[[ Provided text, beginning ]]

I’ve been very unsuccessful at it. Let’s just say I cook enough to survive (laughs).
If the lockdown hadn’t happened, you would have had a big film release in ’83, where you play the legendary Sunil Gavaskar...
I think there is some unifying factor in knowing that this has not just happened to our film or to our industry... the whole world is on pause at the moment. So one doesn’t feel victimised at all. On the contrary, I feel that the producers (of ’83) took the right call at the right time. The trailer hasn’t come out yet, so there’s no material out on the film. I am looking at the positives in this... it’s a period film, so regardless of whether it comes out next month or a few months later or next week, it’s not going to look dated in any way. Also, it’s a timeless concept. Everyone knows what the crux of the story is (India’s cricket World Cup win in 1983) and they will relate to it regardless.
Do you see people walking in to watch films even when things normalise a little?
Guessing what’s going to happen at this point will be conjecture. One thing that’s obvious is that the audience is not going to be in theatres the weekend the lockdown lifts. It will take weeks, and possibly months, for people to be comfortable enough to do that. But at the same time, the optimist in me believes that in this lockdown, there’s been a huge consumption of entertainment. People at home have been viewing things on OTT platforms, they have been watching films. So when the lockdown lifts and when we get back to whatever is the new normal, there’s going to be a big demand, there’s going to be a vacuum that’s created because everything that existed has already been consumed. To fill that vacuum, there will be a surge of work in the entertainment industry. As much of a pause that we are in now, the upswing of this is going to be equally strong as and when things open up again.
You are slated to next star in Looop Lapeta, the remake of the popular Hollywood film Run Lola Run, opposite Taapsee Pannu. Had you watched the original before you signed on?

[[ Provided text, end ]]
[[ Data provided, beginning ]]

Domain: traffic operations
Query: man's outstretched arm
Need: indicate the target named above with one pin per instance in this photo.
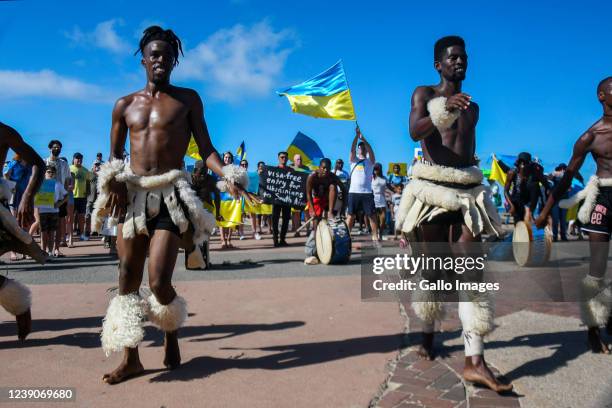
(581, 149)
(25, 212)
(118, 191)
(200, 133)
(420, 125)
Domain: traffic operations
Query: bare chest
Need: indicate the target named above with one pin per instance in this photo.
(156, 114)
(602, 145)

[[ Data provided, end ]]

Exercise aim - In the interview, what does the speaker name as the crux of the story of '83?

Your response - India's cricket World Cup win in 1983.